**SOURCE MATERIAL**
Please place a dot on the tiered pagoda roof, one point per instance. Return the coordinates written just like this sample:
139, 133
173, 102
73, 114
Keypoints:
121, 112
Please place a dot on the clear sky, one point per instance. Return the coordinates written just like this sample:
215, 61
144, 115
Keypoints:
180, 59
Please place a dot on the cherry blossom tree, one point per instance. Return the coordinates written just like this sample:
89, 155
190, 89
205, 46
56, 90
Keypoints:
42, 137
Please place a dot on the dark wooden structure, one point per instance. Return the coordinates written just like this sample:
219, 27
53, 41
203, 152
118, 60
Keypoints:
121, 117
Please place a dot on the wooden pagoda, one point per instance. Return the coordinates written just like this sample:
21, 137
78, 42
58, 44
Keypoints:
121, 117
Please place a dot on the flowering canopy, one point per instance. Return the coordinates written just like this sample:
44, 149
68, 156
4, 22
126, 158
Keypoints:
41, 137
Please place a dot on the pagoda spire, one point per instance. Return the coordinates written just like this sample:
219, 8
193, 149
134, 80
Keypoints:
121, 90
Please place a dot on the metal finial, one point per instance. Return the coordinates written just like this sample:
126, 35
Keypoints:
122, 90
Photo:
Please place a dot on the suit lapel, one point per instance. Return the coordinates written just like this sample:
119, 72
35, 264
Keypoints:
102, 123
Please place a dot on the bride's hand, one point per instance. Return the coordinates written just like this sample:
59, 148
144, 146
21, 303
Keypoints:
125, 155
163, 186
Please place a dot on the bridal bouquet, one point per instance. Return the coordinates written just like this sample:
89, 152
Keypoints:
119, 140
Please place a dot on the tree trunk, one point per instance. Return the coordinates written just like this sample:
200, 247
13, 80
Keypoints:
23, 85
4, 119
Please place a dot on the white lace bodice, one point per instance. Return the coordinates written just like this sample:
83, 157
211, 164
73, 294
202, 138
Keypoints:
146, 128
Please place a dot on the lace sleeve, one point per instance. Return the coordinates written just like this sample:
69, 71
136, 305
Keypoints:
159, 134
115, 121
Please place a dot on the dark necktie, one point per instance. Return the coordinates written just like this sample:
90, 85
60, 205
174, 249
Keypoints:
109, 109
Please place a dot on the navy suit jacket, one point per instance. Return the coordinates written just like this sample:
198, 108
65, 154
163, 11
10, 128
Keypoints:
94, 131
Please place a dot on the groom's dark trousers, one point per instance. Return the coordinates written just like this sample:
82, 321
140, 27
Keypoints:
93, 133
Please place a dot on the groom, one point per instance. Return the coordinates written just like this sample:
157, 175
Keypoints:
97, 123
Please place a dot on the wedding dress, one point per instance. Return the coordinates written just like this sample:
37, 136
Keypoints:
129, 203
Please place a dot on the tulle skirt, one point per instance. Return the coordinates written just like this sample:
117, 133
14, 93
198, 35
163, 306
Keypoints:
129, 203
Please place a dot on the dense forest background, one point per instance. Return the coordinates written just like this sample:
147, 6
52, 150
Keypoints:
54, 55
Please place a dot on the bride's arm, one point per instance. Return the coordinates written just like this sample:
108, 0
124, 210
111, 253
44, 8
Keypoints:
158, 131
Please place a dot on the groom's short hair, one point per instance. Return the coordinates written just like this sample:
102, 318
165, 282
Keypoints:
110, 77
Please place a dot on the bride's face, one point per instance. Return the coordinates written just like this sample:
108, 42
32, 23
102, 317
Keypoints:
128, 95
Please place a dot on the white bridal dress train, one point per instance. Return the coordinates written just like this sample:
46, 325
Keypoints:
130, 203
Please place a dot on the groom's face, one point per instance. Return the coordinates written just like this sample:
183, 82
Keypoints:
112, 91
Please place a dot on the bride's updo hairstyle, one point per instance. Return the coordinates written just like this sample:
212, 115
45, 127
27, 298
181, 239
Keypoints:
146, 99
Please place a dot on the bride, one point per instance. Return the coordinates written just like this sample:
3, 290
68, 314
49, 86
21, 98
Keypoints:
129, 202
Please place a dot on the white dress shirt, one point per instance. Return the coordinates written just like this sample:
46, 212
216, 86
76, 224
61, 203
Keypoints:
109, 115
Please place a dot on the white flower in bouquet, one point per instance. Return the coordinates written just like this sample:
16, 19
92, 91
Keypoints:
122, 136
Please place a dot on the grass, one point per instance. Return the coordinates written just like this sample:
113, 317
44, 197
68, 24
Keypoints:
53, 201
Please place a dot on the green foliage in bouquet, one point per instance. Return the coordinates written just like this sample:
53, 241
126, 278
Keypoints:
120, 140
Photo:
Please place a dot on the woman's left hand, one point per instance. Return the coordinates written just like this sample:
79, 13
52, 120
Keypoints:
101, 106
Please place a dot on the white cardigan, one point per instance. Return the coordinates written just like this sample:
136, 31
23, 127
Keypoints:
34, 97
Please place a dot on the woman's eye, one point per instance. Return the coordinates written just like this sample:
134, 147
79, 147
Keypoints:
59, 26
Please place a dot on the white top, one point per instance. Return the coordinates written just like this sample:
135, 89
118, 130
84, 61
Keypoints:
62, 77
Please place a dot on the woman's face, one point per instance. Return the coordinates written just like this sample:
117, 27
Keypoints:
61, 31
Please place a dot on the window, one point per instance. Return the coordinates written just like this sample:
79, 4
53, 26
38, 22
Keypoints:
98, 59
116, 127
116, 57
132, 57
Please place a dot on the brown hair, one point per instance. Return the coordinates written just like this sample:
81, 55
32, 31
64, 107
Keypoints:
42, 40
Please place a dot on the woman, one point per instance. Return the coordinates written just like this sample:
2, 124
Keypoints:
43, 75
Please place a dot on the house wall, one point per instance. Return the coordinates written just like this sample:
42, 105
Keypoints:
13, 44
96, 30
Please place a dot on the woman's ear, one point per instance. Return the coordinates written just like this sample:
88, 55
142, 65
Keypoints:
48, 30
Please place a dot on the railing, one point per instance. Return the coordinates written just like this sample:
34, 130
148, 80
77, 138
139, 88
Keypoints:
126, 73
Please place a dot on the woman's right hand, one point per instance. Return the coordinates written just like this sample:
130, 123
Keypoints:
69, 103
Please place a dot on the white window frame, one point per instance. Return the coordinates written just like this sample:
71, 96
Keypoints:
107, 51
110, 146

**TASK DETAILS**
If a line of the data contains the string "dress", count it; then give the total alone.

**REPLY TO THE TASK**
3